_Excerpt to read_:
* Begin *

I haven't heard a good case that developers are born with an inalienable right to write any code they want for any platform they want. It devalues the very concept of rights you're arguing for when people claim anything they'd like to do as a "right".
Whether Apple's recent move is a good decision or not is totally up for debate. As is whether the change is distasteful or offensive. But whether it's a "valid business decision [because it violates some God-given right]" is not.
"I haven't heard a good case that developers are born with an inalienable right to write any code they want for any platform they want."
Probably because I can't think of a single time when this has been an issue. The argument isn't over what Apple can do. It's that Apple is dictating how developers are allowed to develop their applications. This isn't about writing Java apps that will run on the iPhone. It's about writing Objective-C apps using whatever tools we want that will run on the iPhone.
"As is whether the change is distasteful or offensive."
It's about writing Objective-C apps using whatever tools we want that will run on the iPhone.
Exactly. And that's not a natural right. And Apple not allowing it is a valid business decision (whether it's a good one for Apple's bottom line or a good one morally—or whether it even is a moral question—is up for debate). That's all I'm saying. Let's use reasonable terms so our debate is sensible and valid.
Apple is making the wrong business decision now. However like adobe they have the right to make that decision.

* End *

_What is asked_:
[1] Output the passage of the Apple developer debate from "Exactly. And that's" to "make that decision." with no changes.
[2] Write the next part of the Apple developer debate, picking up after its final sentence.
The records that follow come from a separate source.

_Data shown_:

* Begin *

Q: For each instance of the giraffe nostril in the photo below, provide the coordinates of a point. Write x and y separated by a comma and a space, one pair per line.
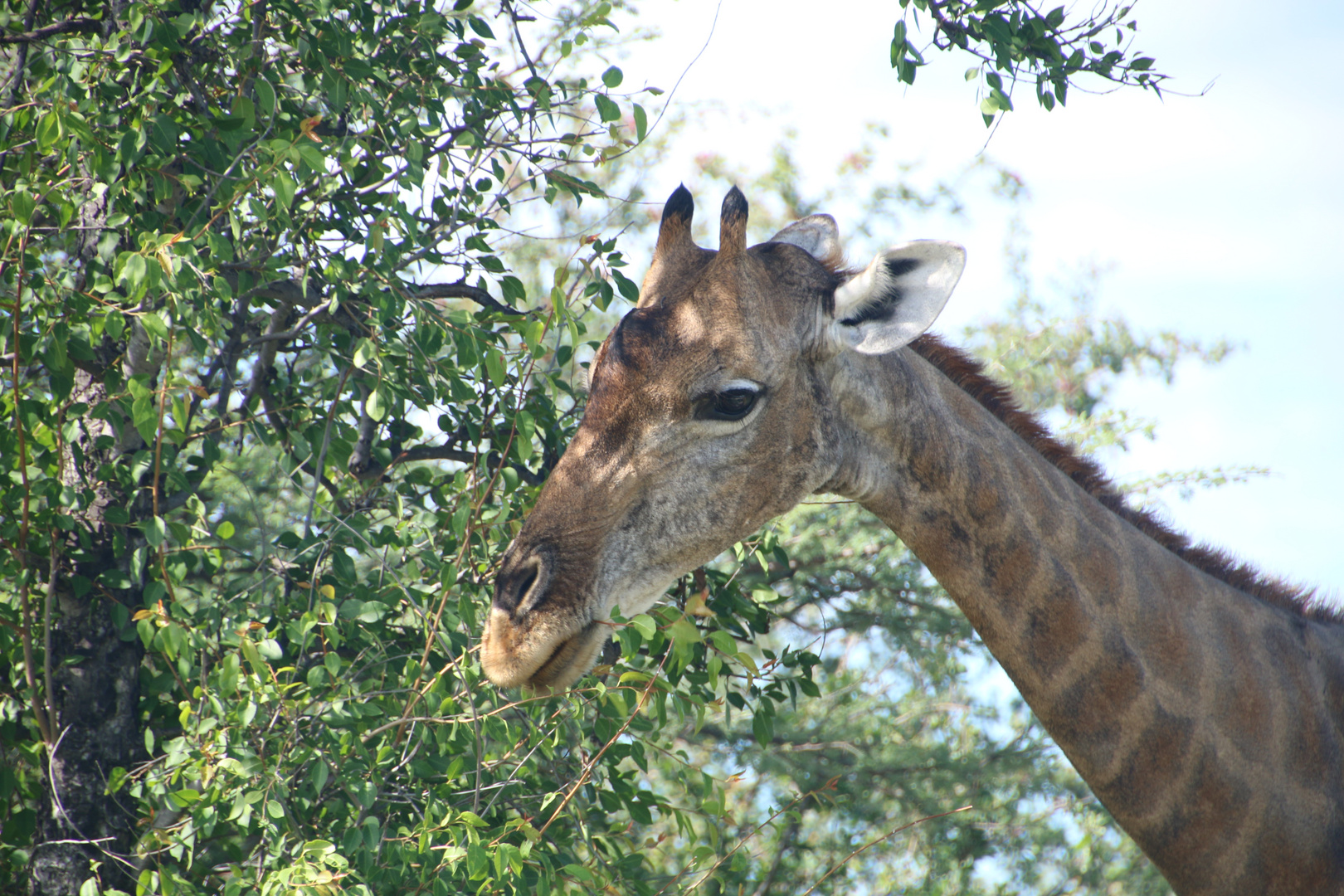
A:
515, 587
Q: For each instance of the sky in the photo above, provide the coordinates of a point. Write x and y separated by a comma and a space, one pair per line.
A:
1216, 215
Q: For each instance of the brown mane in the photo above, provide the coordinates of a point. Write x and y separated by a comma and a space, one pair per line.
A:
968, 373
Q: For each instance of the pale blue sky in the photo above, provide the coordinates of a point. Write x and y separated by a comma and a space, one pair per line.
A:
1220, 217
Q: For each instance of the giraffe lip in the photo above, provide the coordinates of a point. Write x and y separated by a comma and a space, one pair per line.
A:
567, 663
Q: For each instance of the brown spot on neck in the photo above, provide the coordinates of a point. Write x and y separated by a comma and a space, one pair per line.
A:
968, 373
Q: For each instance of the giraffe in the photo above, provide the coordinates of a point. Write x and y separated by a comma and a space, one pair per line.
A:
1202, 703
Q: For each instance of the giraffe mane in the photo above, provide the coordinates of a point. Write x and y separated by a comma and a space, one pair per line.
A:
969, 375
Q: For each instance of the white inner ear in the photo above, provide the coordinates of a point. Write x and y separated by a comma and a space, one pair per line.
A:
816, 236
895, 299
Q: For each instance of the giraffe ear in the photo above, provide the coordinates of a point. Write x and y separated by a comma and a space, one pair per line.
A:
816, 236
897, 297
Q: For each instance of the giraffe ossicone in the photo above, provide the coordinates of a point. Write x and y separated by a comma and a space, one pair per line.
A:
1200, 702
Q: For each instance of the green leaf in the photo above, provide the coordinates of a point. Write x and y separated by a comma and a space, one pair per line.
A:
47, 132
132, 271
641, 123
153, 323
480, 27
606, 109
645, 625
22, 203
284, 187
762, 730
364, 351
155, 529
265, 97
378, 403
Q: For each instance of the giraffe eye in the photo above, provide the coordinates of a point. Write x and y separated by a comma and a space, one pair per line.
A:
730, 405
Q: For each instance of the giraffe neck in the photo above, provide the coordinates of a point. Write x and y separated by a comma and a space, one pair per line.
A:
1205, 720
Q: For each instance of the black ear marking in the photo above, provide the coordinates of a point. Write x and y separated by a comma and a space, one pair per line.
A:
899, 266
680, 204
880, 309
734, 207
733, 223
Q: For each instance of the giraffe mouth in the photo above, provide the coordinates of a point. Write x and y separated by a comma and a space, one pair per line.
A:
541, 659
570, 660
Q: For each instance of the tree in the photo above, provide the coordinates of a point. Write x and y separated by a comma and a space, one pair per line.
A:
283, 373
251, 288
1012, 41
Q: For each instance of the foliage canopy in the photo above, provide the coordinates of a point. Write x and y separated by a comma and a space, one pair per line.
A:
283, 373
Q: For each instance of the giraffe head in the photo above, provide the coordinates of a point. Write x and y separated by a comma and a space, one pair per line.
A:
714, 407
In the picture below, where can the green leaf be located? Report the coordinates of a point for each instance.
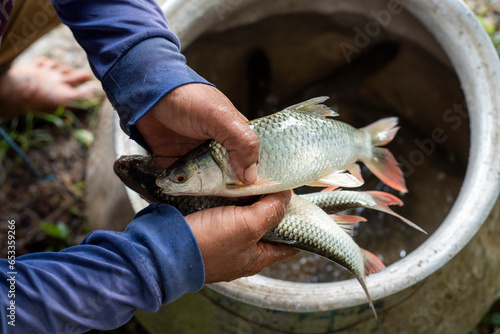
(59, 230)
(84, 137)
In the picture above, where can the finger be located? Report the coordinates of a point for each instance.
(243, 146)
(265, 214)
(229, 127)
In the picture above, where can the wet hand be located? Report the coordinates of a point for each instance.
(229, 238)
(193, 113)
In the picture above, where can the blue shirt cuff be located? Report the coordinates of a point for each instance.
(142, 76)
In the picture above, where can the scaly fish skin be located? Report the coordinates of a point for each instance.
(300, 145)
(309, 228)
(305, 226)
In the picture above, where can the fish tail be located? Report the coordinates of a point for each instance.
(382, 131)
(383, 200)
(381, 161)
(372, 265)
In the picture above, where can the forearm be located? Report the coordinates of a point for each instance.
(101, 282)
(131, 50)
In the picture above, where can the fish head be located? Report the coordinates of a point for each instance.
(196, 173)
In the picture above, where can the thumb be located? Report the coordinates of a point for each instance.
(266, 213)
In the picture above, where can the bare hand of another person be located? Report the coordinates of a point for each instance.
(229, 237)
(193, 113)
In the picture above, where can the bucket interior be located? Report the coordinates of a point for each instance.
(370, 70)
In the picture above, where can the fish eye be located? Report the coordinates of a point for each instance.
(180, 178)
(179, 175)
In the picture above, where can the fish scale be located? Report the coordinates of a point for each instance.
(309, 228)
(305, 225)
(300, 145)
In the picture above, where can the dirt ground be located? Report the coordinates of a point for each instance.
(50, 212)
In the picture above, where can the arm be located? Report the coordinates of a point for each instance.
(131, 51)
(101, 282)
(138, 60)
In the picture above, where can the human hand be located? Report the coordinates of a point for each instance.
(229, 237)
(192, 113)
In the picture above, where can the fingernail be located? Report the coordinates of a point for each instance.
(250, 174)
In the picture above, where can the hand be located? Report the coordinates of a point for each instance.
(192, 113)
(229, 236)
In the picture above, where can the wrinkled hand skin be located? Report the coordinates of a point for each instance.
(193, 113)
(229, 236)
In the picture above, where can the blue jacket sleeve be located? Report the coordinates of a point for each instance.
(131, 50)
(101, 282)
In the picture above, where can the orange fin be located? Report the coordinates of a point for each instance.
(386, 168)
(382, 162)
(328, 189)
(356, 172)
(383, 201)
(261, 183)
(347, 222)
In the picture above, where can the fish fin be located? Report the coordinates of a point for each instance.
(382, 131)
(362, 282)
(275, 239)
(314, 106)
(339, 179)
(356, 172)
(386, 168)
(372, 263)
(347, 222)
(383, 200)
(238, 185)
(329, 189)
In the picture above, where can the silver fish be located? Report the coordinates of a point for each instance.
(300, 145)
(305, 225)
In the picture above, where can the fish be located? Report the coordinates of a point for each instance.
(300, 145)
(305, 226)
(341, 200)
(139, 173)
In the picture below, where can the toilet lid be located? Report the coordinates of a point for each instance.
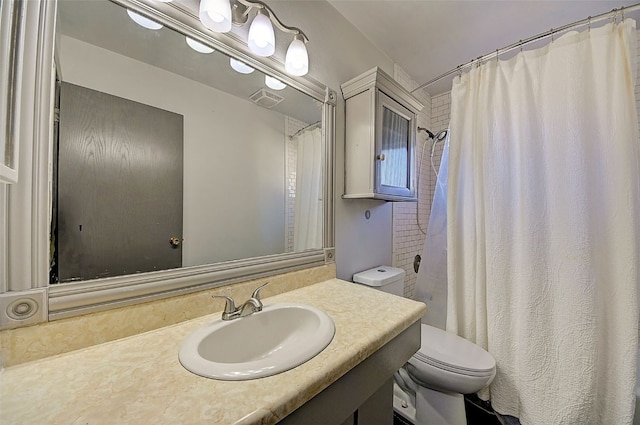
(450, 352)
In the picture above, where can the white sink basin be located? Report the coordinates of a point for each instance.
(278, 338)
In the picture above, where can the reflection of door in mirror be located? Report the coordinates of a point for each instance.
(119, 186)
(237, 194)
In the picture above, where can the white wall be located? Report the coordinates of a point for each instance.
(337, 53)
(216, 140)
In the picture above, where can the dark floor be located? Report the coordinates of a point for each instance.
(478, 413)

* End *
* Begin *

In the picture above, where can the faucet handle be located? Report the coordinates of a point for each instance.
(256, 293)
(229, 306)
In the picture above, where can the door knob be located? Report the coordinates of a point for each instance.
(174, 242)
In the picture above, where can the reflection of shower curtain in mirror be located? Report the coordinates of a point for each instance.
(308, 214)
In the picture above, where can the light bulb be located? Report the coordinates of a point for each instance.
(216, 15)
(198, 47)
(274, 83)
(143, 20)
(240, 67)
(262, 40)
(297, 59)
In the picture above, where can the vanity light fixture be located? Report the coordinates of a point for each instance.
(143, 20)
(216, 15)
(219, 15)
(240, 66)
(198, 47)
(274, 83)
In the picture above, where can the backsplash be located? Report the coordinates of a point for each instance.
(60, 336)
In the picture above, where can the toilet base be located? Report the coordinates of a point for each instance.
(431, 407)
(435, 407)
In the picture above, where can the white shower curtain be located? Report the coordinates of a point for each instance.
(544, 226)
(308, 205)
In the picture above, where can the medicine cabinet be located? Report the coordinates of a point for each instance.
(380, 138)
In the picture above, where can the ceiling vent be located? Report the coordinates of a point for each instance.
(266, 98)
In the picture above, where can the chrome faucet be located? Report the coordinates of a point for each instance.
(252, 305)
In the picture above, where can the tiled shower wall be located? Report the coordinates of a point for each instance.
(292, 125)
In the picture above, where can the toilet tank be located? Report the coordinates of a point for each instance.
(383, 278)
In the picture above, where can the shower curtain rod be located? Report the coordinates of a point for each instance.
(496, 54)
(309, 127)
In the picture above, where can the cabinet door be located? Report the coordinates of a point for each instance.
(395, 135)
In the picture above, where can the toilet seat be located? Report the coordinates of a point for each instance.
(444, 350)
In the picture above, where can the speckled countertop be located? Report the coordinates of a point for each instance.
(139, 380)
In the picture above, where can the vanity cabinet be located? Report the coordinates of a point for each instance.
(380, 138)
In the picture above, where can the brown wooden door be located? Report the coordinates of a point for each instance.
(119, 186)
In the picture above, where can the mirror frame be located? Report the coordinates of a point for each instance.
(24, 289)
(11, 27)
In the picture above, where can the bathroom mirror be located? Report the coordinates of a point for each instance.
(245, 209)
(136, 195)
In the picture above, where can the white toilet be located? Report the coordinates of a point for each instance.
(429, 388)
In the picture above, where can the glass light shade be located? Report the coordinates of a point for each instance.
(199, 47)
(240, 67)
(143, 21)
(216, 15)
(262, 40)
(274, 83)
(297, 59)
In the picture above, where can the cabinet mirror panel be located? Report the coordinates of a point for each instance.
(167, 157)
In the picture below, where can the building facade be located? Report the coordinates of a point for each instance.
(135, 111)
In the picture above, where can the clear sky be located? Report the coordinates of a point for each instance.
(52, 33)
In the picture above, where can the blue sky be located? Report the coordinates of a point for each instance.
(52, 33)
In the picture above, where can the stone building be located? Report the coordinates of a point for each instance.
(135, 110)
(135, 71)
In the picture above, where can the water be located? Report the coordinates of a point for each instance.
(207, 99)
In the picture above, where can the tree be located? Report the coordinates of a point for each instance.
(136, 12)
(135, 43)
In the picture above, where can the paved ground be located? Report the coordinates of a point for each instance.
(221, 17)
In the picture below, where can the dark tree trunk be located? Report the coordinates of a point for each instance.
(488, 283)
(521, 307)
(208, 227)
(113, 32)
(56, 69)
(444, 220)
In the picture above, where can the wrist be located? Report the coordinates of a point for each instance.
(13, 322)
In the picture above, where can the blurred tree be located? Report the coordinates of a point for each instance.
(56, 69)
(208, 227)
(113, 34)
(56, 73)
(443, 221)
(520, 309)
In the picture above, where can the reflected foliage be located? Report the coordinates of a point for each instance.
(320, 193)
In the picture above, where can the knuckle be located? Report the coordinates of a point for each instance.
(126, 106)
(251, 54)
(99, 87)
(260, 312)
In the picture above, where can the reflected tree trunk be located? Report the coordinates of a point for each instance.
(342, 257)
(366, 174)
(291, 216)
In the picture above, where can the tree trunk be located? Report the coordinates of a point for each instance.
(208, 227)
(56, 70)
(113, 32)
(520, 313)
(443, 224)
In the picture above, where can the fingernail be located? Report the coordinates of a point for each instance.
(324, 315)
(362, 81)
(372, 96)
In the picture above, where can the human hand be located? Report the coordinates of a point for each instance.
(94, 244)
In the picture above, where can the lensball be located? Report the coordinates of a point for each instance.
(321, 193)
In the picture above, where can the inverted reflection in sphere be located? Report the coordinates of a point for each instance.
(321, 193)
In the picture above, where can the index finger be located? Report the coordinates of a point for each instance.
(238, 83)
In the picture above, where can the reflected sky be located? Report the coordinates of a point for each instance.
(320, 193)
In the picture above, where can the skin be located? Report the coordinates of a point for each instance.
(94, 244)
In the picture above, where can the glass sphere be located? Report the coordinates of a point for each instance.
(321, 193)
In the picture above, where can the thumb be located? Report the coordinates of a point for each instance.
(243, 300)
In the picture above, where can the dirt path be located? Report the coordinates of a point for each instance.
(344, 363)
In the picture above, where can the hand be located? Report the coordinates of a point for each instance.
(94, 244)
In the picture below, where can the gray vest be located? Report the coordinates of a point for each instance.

* End *

_Outputs in order_:
[1]
Exactly. And that's not a natural right. And Apple not allowing it is a valid business decision (whether it's a good one for Apple's bottom line or a good one morally—or whether it even is a moral question—is up for debate). That's all I'm saying. Let's use reasonable terms so our debate is sensible and valid.
Apple is making the wrong business decision now. However like adobe they have the right to make that decision.

[2]
Note: Apple is doing the windows thing: Everyone developed for windows because that was the #1 platform. Then when people complain "oh there are no mac apps" guess why. Now the exact same thing is about the iPhone. The only difference is that Apple at some point decided that Microsoft was not evil enough and one-upped then with the app-approvals and the new TOS.
Apple is in the business of controlling its platform and that's how they think they can make money selling design driven consumer computer equipment. So, from that perspective, Apple's choice to have a restrictive list of supported languages makes perfect business sense too. Not saying I agree with Apple's choice, but it's theirs to make.
Frankly, it all makes business sense. Apple's decisions today are all part of their strategy to increase the pie, increase their piece of the pie, and create new pies.
People are analyzing the shit out of Steve Job's decisions as of late, but when you look at it from a business perspective, objectively, it all makes great sense.
Furthermore, Steve Jobs does not answer to the tech community, at the end of the day he answers to only one group of people: the shareholders.
*Note: I know that he is a major shareholder himself, but the point is still valid.
Nobody is saying it doesn't make business sense. Nike having children in China sew their shoes together makes business sense too. It's still just a crappy thing to do.
Unless it turns off developers to such an extent that it affects the quality of apps on the platform. For that everyone will just have to wait and see - the big disagreement here is mostly on what the effects will be.
The point is that flash is a fading technology now... in a few years HTML5 will replace it for video purposes. The iPhone is a better gaming plattform. What if Apple released a similar technology to run Obj-C applications in the browser (think of the market for the already developed games to the iPhone)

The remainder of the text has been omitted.